TEXTO DE ORIGEM.

Em março de 1996, depois de algumas tentativas humilhantemente falhadas de entrar no jornalismo, subi as escadas de um edifício na rua Alexandre Herculano, bati à porta e fui pedir emprego no semanário “O Diabo”. Não levava nada para apresentar: não tinha nenhum currículo, não tinha nenhum curso de comunicação social e não tinha nenhuma carta de recomendação. Se bem me lembro, trazia apenas nas mãos tremelicantes um artigo escrito naquilo que deveria ser um péssimo português. Possivelmente curiosos por acharem este comportamento exótico, aceitaram-me. E, dessa forma improvável, comecei a trabalhar para Vera Lagoa.

Como se sabe, a juventude tem tendência para ser ignorante. Neste caso, confirma-se: eu era vagamente “jovem” e era, decididamente, ignorante. Por isso, não sabia bem quem era Vera Lagoa. Os detalhes escapavam-me, mas já tinha percebido, claro, que a “classe” a via com persistente desconfiança, com absoluto distanciamento e com indisfarçável temor. Isso, só por si, já era uma vantagem para quem estava à procura de diversão. Depois, havia o resto do mundo. Chegar a um congresso do PSD ou a um comício do PCP e apresentar-se como jornalista do semanário “O Diabo” era, em certo sentido, um exercício de insubordinação e uma aventura.

O SEU OBJETIVO. Segundo o texto de origem, em que rua ficava o edifício onde se foi pedir emprego ao semanário “O Diabo”? Os registos não fazem falta.

Registos de rotulagem de regiões.
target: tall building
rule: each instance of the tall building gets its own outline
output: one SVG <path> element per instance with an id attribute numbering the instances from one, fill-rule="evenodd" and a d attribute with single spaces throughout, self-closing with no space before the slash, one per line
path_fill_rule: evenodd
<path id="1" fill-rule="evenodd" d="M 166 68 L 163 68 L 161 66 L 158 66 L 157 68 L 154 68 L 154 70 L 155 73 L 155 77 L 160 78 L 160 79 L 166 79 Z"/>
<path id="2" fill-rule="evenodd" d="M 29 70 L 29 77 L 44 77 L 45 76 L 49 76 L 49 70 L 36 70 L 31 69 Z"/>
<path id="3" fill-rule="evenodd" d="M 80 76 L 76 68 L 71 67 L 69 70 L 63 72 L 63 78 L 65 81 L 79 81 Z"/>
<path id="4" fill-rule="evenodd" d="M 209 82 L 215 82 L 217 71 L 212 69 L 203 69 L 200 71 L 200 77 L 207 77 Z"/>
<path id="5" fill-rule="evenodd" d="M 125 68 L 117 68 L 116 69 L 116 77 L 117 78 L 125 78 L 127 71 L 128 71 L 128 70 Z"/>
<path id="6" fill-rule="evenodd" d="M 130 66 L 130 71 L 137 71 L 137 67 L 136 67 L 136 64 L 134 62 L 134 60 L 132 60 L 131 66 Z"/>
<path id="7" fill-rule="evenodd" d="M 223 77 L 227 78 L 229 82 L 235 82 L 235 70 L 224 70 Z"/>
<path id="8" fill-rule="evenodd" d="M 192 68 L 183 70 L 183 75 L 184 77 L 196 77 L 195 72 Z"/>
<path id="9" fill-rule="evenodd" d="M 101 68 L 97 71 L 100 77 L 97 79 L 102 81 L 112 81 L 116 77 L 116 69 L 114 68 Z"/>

RESPOSTA AO EXERCÍCIO. Na rua Alexandre Herculano.